Match on the string "then" in the entries below and return every matching line.

(Segmentation mask data)
****************

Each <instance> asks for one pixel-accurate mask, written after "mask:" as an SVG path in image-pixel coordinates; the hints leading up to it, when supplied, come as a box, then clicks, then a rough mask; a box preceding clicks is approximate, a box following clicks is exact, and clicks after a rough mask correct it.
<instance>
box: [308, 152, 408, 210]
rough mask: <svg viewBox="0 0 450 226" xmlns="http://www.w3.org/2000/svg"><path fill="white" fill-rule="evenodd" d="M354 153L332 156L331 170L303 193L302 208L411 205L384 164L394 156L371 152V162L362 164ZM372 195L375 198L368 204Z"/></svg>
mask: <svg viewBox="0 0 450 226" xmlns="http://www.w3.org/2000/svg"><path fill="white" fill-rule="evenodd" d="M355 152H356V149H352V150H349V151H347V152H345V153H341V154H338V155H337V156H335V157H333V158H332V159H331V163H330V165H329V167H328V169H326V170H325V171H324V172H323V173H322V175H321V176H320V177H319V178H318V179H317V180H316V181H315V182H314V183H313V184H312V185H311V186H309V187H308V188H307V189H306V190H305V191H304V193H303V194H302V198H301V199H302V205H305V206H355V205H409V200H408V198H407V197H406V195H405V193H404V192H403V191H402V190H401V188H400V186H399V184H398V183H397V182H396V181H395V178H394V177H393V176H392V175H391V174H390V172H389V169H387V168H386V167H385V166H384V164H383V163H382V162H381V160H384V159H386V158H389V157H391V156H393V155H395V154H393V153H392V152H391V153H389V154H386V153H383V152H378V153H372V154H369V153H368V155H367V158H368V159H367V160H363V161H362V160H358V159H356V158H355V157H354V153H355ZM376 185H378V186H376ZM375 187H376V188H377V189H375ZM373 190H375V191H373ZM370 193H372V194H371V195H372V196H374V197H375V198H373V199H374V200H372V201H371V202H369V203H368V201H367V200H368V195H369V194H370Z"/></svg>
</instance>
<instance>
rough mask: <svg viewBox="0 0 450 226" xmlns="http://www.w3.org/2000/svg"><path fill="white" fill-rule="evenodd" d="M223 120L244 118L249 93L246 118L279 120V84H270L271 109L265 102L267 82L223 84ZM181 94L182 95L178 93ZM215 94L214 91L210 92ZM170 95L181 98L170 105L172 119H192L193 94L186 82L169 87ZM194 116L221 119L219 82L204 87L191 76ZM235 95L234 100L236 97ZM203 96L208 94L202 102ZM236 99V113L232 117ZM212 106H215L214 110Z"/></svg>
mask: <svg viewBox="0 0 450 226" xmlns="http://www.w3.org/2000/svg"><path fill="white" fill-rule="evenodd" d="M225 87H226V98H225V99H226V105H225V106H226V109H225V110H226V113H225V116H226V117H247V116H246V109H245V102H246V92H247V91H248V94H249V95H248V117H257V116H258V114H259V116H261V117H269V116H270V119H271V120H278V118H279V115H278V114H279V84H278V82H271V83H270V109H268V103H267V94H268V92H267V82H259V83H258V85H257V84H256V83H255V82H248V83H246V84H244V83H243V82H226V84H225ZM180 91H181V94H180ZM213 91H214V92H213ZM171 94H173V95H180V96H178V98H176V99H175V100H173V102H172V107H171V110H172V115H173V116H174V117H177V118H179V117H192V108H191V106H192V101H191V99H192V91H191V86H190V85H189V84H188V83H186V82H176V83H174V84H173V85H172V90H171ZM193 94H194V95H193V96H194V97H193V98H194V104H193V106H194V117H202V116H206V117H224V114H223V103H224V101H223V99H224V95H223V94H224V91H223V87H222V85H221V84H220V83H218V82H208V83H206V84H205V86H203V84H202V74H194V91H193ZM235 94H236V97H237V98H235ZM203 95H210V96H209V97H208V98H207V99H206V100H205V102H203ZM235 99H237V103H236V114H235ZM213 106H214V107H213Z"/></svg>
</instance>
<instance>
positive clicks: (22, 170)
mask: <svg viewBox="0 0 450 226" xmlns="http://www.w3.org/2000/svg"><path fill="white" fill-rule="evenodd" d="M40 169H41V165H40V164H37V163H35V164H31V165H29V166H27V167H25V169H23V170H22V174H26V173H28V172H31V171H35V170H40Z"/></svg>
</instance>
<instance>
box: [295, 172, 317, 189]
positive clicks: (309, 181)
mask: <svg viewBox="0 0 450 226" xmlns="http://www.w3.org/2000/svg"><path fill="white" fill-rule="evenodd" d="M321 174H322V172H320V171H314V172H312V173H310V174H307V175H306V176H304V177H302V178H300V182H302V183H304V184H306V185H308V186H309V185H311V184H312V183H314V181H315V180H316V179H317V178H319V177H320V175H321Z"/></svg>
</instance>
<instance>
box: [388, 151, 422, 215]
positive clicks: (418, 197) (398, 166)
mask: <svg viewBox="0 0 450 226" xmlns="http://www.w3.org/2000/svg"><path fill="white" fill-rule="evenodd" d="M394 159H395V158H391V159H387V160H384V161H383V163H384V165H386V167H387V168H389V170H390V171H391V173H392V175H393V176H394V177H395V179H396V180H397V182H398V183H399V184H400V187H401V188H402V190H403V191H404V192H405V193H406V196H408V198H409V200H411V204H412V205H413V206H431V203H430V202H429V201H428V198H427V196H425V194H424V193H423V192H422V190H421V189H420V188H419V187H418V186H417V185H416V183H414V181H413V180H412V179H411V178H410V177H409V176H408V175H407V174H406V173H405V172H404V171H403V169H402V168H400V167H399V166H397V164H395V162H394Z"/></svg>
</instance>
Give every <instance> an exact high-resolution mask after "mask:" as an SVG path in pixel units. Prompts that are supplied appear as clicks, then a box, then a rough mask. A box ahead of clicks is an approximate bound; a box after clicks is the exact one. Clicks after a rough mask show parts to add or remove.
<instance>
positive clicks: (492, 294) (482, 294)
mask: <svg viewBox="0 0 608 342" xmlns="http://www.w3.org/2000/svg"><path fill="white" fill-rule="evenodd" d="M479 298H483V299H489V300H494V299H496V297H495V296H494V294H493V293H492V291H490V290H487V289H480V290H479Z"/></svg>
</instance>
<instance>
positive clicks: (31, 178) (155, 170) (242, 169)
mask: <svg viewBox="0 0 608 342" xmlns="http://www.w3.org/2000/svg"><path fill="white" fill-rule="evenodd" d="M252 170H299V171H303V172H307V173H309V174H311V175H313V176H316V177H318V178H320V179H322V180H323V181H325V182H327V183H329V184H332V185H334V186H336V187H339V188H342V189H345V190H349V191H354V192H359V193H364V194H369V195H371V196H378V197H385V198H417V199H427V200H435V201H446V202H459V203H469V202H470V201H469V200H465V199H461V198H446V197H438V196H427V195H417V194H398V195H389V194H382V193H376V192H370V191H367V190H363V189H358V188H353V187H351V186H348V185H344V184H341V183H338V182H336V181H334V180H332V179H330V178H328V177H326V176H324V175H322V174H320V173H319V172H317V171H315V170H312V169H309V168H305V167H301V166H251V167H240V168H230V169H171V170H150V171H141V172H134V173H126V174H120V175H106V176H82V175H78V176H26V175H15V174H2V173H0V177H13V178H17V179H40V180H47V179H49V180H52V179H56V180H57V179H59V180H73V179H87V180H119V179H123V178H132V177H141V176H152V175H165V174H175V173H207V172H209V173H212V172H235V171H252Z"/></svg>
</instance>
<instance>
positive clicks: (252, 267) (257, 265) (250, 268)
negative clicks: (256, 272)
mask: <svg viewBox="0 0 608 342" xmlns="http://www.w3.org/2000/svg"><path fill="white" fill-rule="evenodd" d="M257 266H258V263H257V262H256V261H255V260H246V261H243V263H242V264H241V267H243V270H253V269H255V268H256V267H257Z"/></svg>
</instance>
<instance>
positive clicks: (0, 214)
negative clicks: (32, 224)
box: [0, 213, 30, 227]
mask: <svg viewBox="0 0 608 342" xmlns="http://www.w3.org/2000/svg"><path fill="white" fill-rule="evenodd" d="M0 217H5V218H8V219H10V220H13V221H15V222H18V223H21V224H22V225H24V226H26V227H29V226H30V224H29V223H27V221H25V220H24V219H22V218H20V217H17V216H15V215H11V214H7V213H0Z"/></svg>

****************

**TASK OUTPUT:**
Each <instance> asks for one pixel-accurate mask, written after "mask:" as an SVG path in image-pixel coordinates; the hints leading up to it, when supplied, come as a box, then clicks, then a rough mask; a box preceding clicks is approximate, a box following clicks is exact, and clicks after a rough mask correct it.
Give every <instance> an exact high-resolution mask after "mask:" as an SVG path in pixel units. Prompts that are supplied appear as clicks, then a box, then a rough mask. A box ahead of clicks is an approximate bound; a box after clicks is the exact one. Clicks after a rough mask show parts to add or remove.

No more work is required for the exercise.